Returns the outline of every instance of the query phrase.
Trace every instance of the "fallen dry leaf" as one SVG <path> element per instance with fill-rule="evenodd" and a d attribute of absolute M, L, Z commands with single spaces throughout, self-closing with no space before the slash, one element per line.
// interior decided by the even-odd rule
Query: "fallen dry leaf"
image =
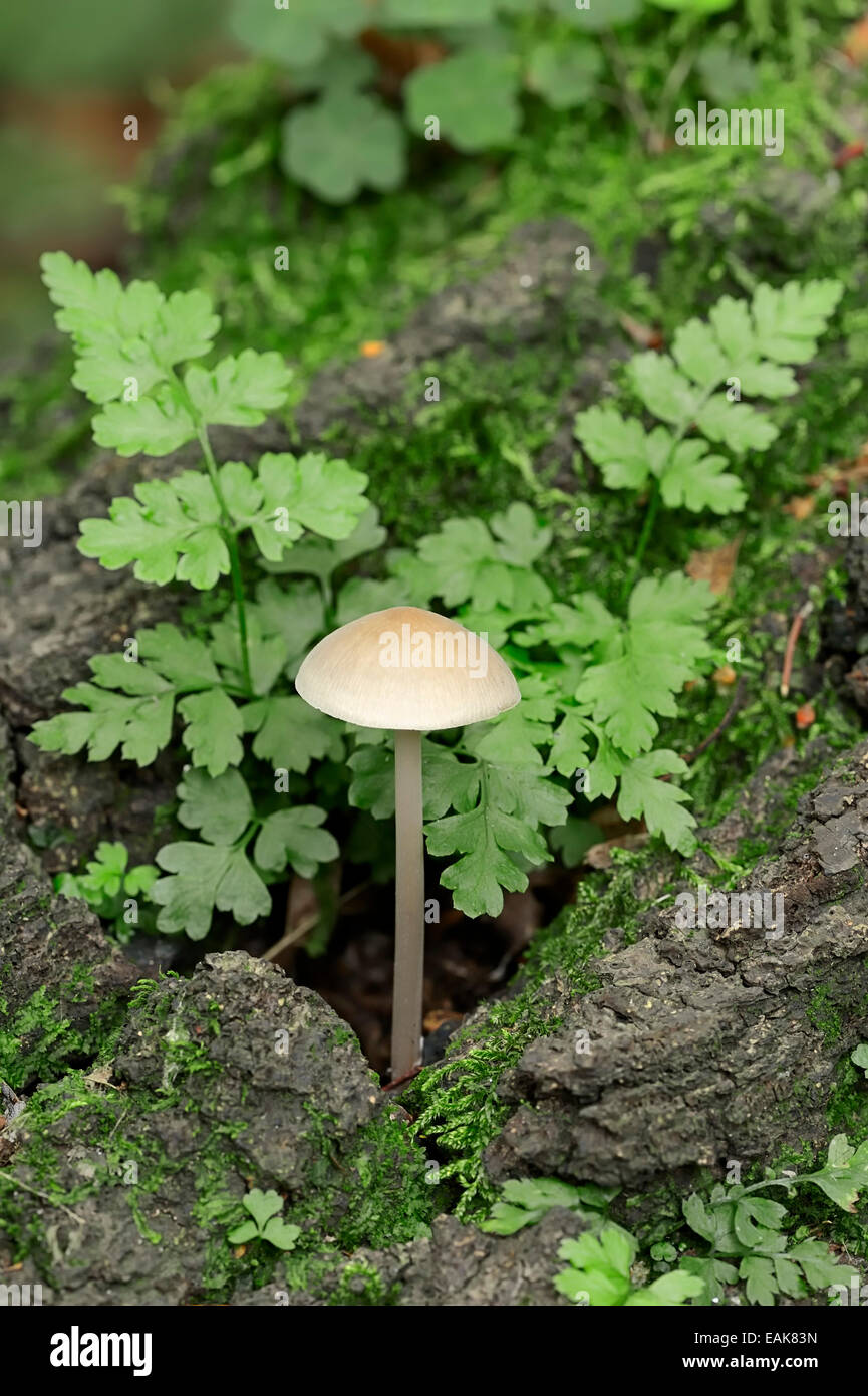
<path fill-rule="evenodd" d="M 797 708 L 795 726 L 798 727 L 800 732 L 804 732 L 805 727 L 812 727 L 815 722 L 816 722 L 816 713 L 814 712 L 814 708 L 811 706 L 809 702 L 804 702 L 801 708 Z"/>
<path fill-rule="evenodd" d="M 613 849 L 643 849 L 649 839 L 650 833 L 622 833 L 617 839 L 606 839 L 604 843 L 594 843 L 583 861 L 592 868 L 610 868 Z"/>
<path fill-rule="evenodd" d="M 661 349 L 663 335 L 659 329 L 652 329 L 650 325 L 643 325 L 632 315 L 618 315 L 621 321 L 621 328 L 629 335 L 635 345 L 641 349 Z"/>
<path fill-rule="evenodd" d="M 733 581 L 742 537 L 744 533 L 740 533 L 731 543 L 691 553 L 691 560 L 684 568 L 687 575 L 695 582 L 708 582 L 714 596 L 723 596 Z"/>

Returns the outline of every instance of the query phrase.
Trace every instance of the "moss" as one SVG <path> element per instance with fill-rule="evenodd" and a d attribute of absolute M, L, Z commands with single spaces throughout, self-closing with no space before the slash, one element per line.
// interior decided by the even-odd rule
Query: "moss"
<path fill-rule="evenodd" d="M 73 977 L 66 1004 L 84 1002 L 93 994 L 88 970 Z M 0 1029 L 0 1078 L 14 1090 L 32 1081 L 53 1081 L 70 1061 L 93 1060 L 113 1040 L 123 1023 L 123 997 L 107 994 L 99 1007 L 75 1026 L 64 1004 L 42 986 Z"/>
<path fill-rule="evenodd" d="M 841 1034 L 841 1015 L 832 1000 L 828 984 L 818 984 L 807 1008 L 808 1020 L 823 1034 L 825 1043 L 836 1043 Z"/>
<path fill-rule="evenodd" d="M 495 1201 L 483 1154 L 509 1114 L 498 1099 L 500 1078 L 532 1041 L 560 1027 L 555 986 L 558 994 L 576 998 L 597 987 L 588 962 L 599 953 L 606 931 L 635 933 L 643 906 L 635 896 L 635 872 L 645 857 L 621 854 L 608 881 L 581 882 L 575 906 L 534 938 L 512 997 L 486 1005 L 455 1034 L 445 1060 L 423 1071 L 402 1096 L 419 1113 L 416 1135 L 445 1159 L 440 1175 L 456 1188 L 455 1210 L 462 1220 Z"/>

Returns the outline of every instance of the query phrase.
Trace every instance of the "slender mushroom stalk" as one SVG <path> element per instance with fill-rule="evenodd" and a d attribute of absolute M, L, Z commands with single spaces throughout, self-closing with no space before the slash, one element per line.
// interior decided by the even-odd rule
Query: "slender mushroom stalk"
<path fill-rule="evenodd" d="M 426 958 L 421 734 L 395 733 L 395 984 L 392 1081 L 419 1064 Z"/>
<path fill-rule="evenodd" d="M 395 733 L 392 1081 L 402 1081 L 421 1060 L 421 733 L 507 712 L 519 701 L 518 684 L 484 635 L 434 611 L 392 606 L 321 639 L 299 669 L 296 690 L 332 718 Z"/>

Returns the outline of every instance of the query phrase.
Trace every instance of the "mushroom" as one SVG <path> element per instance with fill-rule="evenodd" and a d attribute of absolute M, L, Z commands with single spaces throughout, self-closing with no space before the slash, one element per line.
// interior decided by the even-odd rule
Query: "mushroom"
<path fill-rule="evenodd" d="M 395 733 L 395 987 L 392 1082 L 421 1058 L 424 845 L 421 733 L 514 708 L 518 684 L 486 635 L 392 606 L 332 631 L 304 659 L 296 690 L 311 708 Z"/>

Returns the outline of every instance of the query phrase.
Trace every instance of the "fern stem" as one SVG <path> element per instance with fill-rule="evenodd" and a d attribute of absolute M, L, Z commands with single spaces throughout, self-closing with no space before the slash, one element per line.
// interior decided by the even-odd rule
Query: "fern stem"
<path fill-rule="evenodd" d="M 642 558 L 645 557 L 645 550 L 649 544 L 659 508 L 660 508 L 660 480 L 654 480 L 652 493 L 648 500 L 648 505 L 645 508 L 645 524 L 642 525 L 642 532 L 639 535 L 639 542 L 636 543 L 636 551 L 634 553 L 632 565 L 629 568 L 629 572 L 627 574 L 627 581 L 624 584 L 625 603 L 634 588 L 636 572 L 642 565 Z"/>
<path fill-rule="evenodd" d="M 187 392 L 184 383 L 173 374 L 174 384 L 179 394 L 184 399 L 184 406 L 193 417 L 195 424 L 195 436 L 200 443 L 202 458 L 208 469 L 208 477 L 211 480 L 211 489 L 214 490 L 214 497 L 218 501 L 218 508 L 220 511 L 220 532 L 223 535 L 223 542 L 226 543 L 226 551 L 229 553 L 229 575 L 232 579 L 232 595 L 234 597 L 234 609 L 239 617 L 239 648 L 241 651 L 241 677 L 244 680 L 244 691 L 248 698 L 253 698 L 253 678 L 250 673 L 250 648 L 247 641 L 247 611 L 244 609 L 244 579 L 241 577 L 241 557 L 239 553 L 239 540 L 234 535 L 232 526 L 232 515 L 226 508 L 226 500 L 223 498 L 223 491 L 220 489 L 220 479 L 218 475 L 216 461 L 214 459 L 214 451 L 211 450 L 211 441 L 208 438 L 208 427 L 201 419 L 201 415 L 195 410 L 193 398 Z"/>
<path fill-rule="evenodd" d="M 220 490 L 220 482 L 216 470 L 216 461 L 214 459 L 214 451 L 211 450 L 211 441 L 208 440 L 208 430 L 204 424 L 197 422 L 195 434 L 200 440 L 202 448 L 202 455 L 205 456 L 205 465 L 208 466 L 208 475 L 211 477 L 211 487 L 214 490 L 215 498 L 220 507 L 220 514 L 223 517 L 223 540 L 226 543 L 226 550 L 229 553 L 229 575 L 232 578 L 232 593 L 234 596 L 234 609 L 239 617 L 239 646 L 241 651 L 241 674 L 244 678 L 244 688 L 248 697 L 253 697 L 253 678 L 250 674 L 250 649 L 247 642 L 247 611 L 244 609 L 244 579 L 241 577 L 241 557 L 239 553 L 239 540 L 232 528 L 232 519 L 229 510 L 226 508 L 226 500 L 223 498 L 223 491 Z"/>

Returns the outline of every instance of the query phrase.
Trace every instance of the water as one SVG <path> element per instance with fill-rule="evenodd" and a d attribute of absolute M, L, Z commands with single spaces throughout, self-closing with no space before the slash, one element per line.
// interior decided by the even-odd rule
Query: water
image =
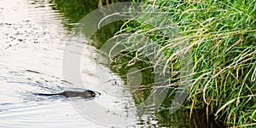
<path fill-rule="evenodd" d="M 44 0 L 0 0 L 0 127 L 105 127 L 135 121 L 135 113 L 126 116 L 134 109 L 131 95 L 113 84 L 119 77 L 95 62 L 98 51 L 83 37 L 73 43 L 85 45 L 80 63 L 85 86 L 62 79 L 71 34 L 61 24 L 67 19 L 54 6 Z M 106 76 L 103 85 L 97 82 L 97 67 Z M 84 100 L 32 94 L 83 89 L 101 96 Z"/>
<path fill-rule="evenodd" d="M 83 36 L 73 37 L 65 26 L 69 19 L 53 9 L 48 0 L 0 0 L 0 127 L 209 127 L 201 114 L 189 119 L 187 111 L 138 117 L 133 96 L 119 76 L 97 63 L 99 51 Z M 67 43 L 83 44 L 83 53 L 67 51 Z M 65 51 L 81 55 L 83 84 L 76 84 L 75 77 L 63 79 Z M 84 89 L 101 96 L 33 95 Z"/>

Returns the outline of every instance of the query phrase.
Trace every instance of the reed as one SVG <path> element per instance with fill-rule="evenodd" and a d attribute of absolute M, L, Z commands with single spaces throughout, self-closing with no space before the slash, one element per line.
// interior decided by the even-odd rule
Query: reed
<path fill-rule="evenodd" d="M 173 82 L 168 87 L 176 88 L 181 82 L 179 77 L 189 78 L 186 82 L 189 94 L 184 107 L 191 109 L 190 114 L 200 108 L 228 126 L 255 126 L 256 1 L 146 3 L 154 7 L 142 7 L 145 14 L 127 21 L 116 36 L 133 33 L 129 41 L 141 45 L 136 38 L 142 35 L 160 46 L 155 52 L 166 56 L 164 70 L 177 74 L 170 78 Z M 134 65 L 136 60 L 150 64 L 152 61 L 143 53 L 132 54 L 137 52 L 133 45 L 126 46 L 129 54 L 123 54 L 131 60 L 119 64 L 126 67 Z M 181 76 L 180 55 L 184 53 L 189 53 L 192 58 L 193 72 Z"/>

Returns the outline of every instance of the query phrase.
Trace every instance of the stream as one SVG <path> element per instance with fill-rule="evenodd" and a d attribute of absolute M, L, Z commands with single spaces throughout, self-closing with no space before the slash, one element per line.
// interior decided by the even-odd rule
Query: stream
<path fill-rule="evenodd" d="M 128 111 L 134 107 L 131 95 L 113 84 L 122 84 L 118 75 L 96 63 L 98 51 L 86 44 L 83 37 L 73 44 L 84 44 L 80 61 L 84 85 L 62 79 L 63 53 L 72 35 L 62 24 L 62 14 L 52 9 L 54 6 L 44 0 L 0 0 L 0 127 L 135 124 L 137 117 L 134 111 Z M 97 82 L 97 67 L 102 67 L 106 76 L 104 85 Z M 101 96 L 86 100 L 33 95 L 84 89 Z M 108 93 L 106 89 L 114 91 Z"/>

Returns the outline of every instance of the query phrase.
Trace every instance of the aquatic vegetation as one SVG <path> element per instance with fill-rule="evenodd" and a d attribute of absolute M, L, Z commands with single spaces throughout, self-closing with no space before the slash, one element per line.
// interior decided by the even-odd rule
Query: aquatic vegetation
<path fill-rule="evenodd" d="M 185 82 L 189 94 L 183 106 L 190 108 L 191 115 L 194 108 L 200 108 L 229 126 L 255 126 L 256 1 L 158 0 L 147 3 L 152 5 L 142 7 L 147 13 L 127 21 L 119 34 L 134 33 L 129 38 L 133 45 L 142 43 L 136 40 L 142 35 L 161 46 L 155 52 L 165 53 L 165 70 L 177 75 L 170 78 L 172 82 L 168 87 L 178 87 L 179 79 L 189 78 Z M 120 65 L 126 68 L 137 61 L 150 65 L 143 55 L 131 55 L 137 52 L 133 45 L 126 48 L 131 60 Z M 193 67 L 189 67 L 193 72 L 182 76 L 180 68 L 184 65 L 180 56 L 186 53 L 193 61 Z"/>

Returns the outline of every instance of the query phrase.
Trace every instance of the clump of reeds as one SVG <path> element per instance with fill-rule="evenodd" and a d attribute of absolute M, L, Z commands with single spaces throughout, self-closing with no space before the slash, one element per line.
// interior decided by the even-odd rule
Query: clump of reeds
<path fill-rule="evenodd" d="M 185 106 L 191 112 L 201 108 L 227 125 L 255 126 L 256 1 L 148 0 L 148 3 L 152 7 L 143 8 L 143 13 L 127 21 L 119 32 L 133 33 L 126 50 L 138 53 L 138 46 L 148 45 L 137 37 L 148 37 L 160 45 L 156 55 L 165 55 L 160 59 L 166 61 L 163 70 L 170 70 L 172 81 L 167 87 L 181 82 L 189 87 Z M 141 55 L 134 54 L 125 65 L 133 65 L 136 60 L 152 64 Z M 180 72 L 185 66 L 183 55 L 193 61 L 193 67 L 186 67 L 189 73 L 184 75 Z"/>

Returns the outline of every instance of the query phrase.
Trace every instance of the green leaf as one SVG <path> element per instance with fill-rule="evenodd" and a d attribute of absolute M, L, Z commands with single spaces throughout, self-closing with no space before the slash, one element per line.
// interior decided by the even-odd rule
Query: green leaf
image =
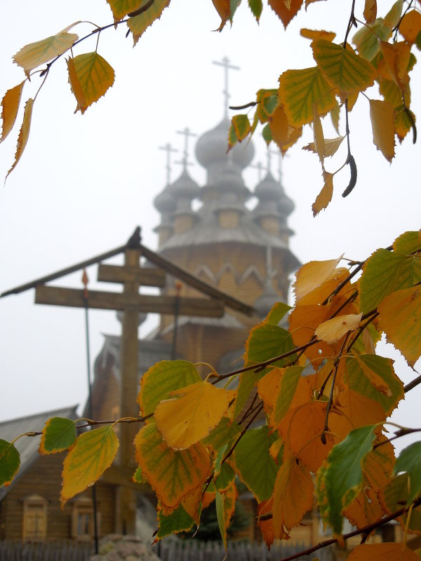
<path fill-rule="evenodd" d="M 209 475 L 210 458 L 201 442 L 185 450 L 173 450 L 164 442 L 155 423 L 139 431 L 135 447 L 136 461 L 163 509 L 178 507 Z"/>
<path fill-rule="evenodd" d="M 220 474 L 215 480 L 215 485 L 218 491 L 227 489 L 235 479 L 235 471 L 229 464 L 225 461 L 221 466 Z"/>
<path fill-rule="evenodd" d="M 303 369 L 302 366 L 290 366 L 285 369 L 274 407 L 273 419 L 275 425 L 279 424 L 288 412 Z"/>
<path fill-rule="evenodd" d="M 58 33 L 23 47 L 16 53 L 13 61 L 29 76 L 31 70 L 65 53 L 77 39 L 74 33 Z"/>
<path fill-rule="evenodd" d="M 232 126 L 237 140 L 241 142 L 250 133 L 250 121 L 247 115 L 235 115 L 232 118 Z"/>
<path fill-rule="evenodd" d="M 360 309 L 377 307 L 391 292 L 413 286 L 421 280 L 421 258 L 380 249 L 368 258 L 359 280 Z"/>
<path fill-rule="evenodd" d="M 55 454 L 73 446 L 76 442 L 76 423 L 70 419 L 53 417 L 42 431 L 39 453 Z"/>
<path fill-rule="evenodd" d="M 405 232 L 393 243 L 394 251 L 408 255 L 415 251 L 421 251 L 421 231 Z"/>
<path fill-rule="evenodd" d="M 342 94 L 358 93 L 373 86 L 375 69 L 354 51 L 324 39 L 315 39 L 312 48 L 318 67 Z"/>
<path fill-rule="evenodd" d="M 266 425 L 248 431 L 236 446 L 235 469 L 258 502 L 271 496 L 278 466 L 269 453 L 277 435 Z"/>
<path fill-rule="evenodd" d="M 319 471 L 316 494 L 325 523 L 342 532 L 342 512 L 361 489 L 363 461 L 373 447 L 377 425 L 355 428 L 329 452 Z"/>
<path fill-rule="evenodd" d="M 216 504 L 216 518 L 218 518 L 218 525 L 220 529 L 222 541 L 224 542 L 224 546 L 225 549 L 227 549 L 227 530 L 225 529 L 224 499 L 218 491 L 216 492 L 215 501 Z"/>
<path fill-rule="evenodd" d="M 149 25 L 161 18 L 163 11 L 169 6 L 169 4 L 170 0 L 154 0 L 154 4 L 146 11 L 134 18 L 129 18 L 127 25 L 133 34 L 134 45 L 139 41 L 143 32 Z"/>
<path fill-rule="evenodd" d="M 395 464 L 394 473 L 408 473 L 409 492 L 406 503 L 410 504 L 421 492 L 421 442 L 403 448 Z"/>
<path fill-rule="evenodd" d="M 231 447 L 234 438 L 241 432 L 241 429 L 235 421 L 223 417 L 209 435 L 202 440 L 202 442 L 205 446 L 211 446 L 218 451 L 227 444 Z"/>
<path fill-rule="evenodd" d="M 194 520 L 181 504 L 175 511 L 166 516 L 159 511 L 158 522 L 159 528 L 156 534 L 156 539 L 161 539 L 165 536 L 179 532 L 188 532 L 194 525 Z"/>
<path fill-rule="evenodd" d="M 259 21 L 260 15 L 262 15 L 262 10 L 263 9 L 263 3 L 262 0 L 248 0 L 248 7 L 251 10 L 251 13 Z"/>
<path fill-rule="evenodd" d="M 20 456 L 16 448 L 0 439 L 0 487 L 10 485 L 20 466 Z"/>
<path fill-rule="evenodd" d="M 114 81 L 113 68 L 95 51 L 67 60 L 69 81 L 76 97 L 76 111 L 82 114 L 105 95 Z"/>
<path fill-rule="evenodd" d="M 378 355 L 360 355 L 359 360 L 367 368 L 375 372 L 389 387 L 390 395 L 377 391 L 368 379 L 361 365 L 355 358 L 347 360 L 347 374 L 350 389 L 357 391 L 382 405 L 387 415 L 389 415 L 403 398 L 403 384 L 395 374 L 393 360 Z"/>
<path fill-rule="evenodd" d="M 385 25 L 382 18 L 379 18 L 373 25 L 363 26 L 359 29 L 352 37 L 352 42 L 356 45 L 359 53 L 371 61 L 380 50 L 377 39 L 387 41 L 391 35 L 390 28 Z"/>
<path fill-rule="evenodd" d="M 102 426 L 80 435 L 63 462 L 60 501 L 93 485 L 112 464 L 119 440 L 112 426 Z"/>
<path fill-rule="evenodd" d="M 292 307 L 288 306 L 288 304 L 276 302 L 272 306 L 265 320 L 268 323 L 273 323 L 274 325 L 277 325 L 290 310 L 292 310 Z"/>
<path fill-rule="evenodd" d="M 318 114 L 324 115 L 336 102 L 331 85 L 317 67 L 283 72 L 279 91 L 288 123 L 295 127 L 313 121 L 315 103 Z"/>
<path fill-rule="evenodd" d="M 202 381 L 196 367 L 187 360 L 161 360 L 151 367 L 142 377 L 138 403 L 143 415 L 155 411 L 161 400 L 170 392 Z"/>

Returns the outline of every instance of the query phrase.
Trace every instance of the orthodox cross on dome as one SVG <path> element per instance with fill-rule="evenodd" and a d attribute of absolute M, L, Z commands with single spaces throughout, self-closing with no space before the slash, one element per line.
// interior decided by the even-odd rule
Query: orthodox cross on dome
<path fill-rule="evenodd" d="M 253 163 L 250 165 L 250 168 L 254 168 L 258 170 L 258 177 L 259 178 L 259 183 L 262 181 L 262 170 L 263 169 L 263 166 L 262 165 L 262 162 L 258 162 L 257 163 Z"/>
<path fill-rule="evenodd" d="M 224 116 L 228 117 L 228 106 L 229 104 L 229 92 L 228 91 L 228 70 L 239 70 L 239 66 L 234 66 L 229 64 L 229 59 L 228 57 L 223 57 L 222 60 L 220 61 L 213 60 L 213 65 L 222 66 L 224 68 L 224 78 L 225 78 L 225 88 L 222 90 L 224 94 Z"/>
<path fill-rule="evenodd" d="M 279 150 L 279 151 L 276 151 L 271 152 L 271 154 L 273 156 L 278 156 L 278 175 L 279 175 L 278 179 L 279 179 L 279 182 L 281 182 L 281 180 L 282 180 L 282 161 L 283 159 L 283 156 L 282 155 L 282 152 L 281 151 L 281 150 Z"/>
<path fill-rule="evenodd" d="M 159 146 L 158 149 L 159 150 L 165 150 L 167 153 L 167 163 L 166 165 L 166 170 L 167 170 L 167 185 L 170 184 L 170 181 L 171 180 L 171 152 L 178 152 L 175 148 L 173 148 L 171 144 L 169 142 L 167 142 L 165 146 Z"/>
<path fill-rule="evenodd" d="M 189 156 L 189 137 L 194 137 L 197 136 L 195 133 L 192 133 L 189 127 L 186 127 L 184 130 L 176 130 L 175 131 L 178 135 L 184 135 L 185 137 L 185 149 L 183 153 L 182 160 L 181 161 L 178 161 L 176 163 L 182 163 L 184 169 L 185 170 L 187 165 L 191 165 L 192 164 L 187 161 L 187 158 Z"/>

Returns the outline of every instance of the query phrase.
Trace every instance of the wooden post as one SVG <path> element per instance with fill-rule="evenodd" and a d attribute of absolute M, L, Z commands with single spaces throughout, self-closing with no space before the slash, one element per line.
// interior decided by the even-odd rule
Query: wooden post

#### TÂCHE
Reprenez les enregistrements depuis leur début jusqu'à la ligne contenant "661 349 L 663" incluse, en substituant "dead leaf" à "fallen dry leaf" et en laissant tout le reste inchangé. N'incluez pas les images dans votre réponse.

#### RÉPONSE
Returns the outline of every instance of the query phrase.
Trace every instance of the "dead leaf" as one SVG <path> element per instance with fill-rule="evenodd" and a d attribute of absolute M, L, Z commands with single spaces throughout, self-closing with no space before the slash, one element per line.
// interior decided by the even-odd rule
Query: "dead leaf"
image =
<path fill-rule="evenodd" d="M 797 708 L 795 726 L 798 727 L 800 732 L 804 732 L 805 727 L 812 727 L 815 722 L 816 722 L 816 713 L 814 712 L 814 708 L 811 706 L 809 702 L 804 702 L 801 708 Z"/>
<path fill-rule="evenodd" d="M 613 849 L 643 849 L 649 839 L 650 833 L 622 833 L 617 839 L 606 839 L 604 843 L 594 843 L 583 861 L 592 868 L 610 868 Z"/>
<path fill-rule="evenodd" d="M 661 349 L 663 335 L 659 329 L 652 329 L 650 325 L 643 325 L 632 315 L 618 315 L 621 321 L 621 328 L 629 335 L 635 345 L 641 349 Z"/>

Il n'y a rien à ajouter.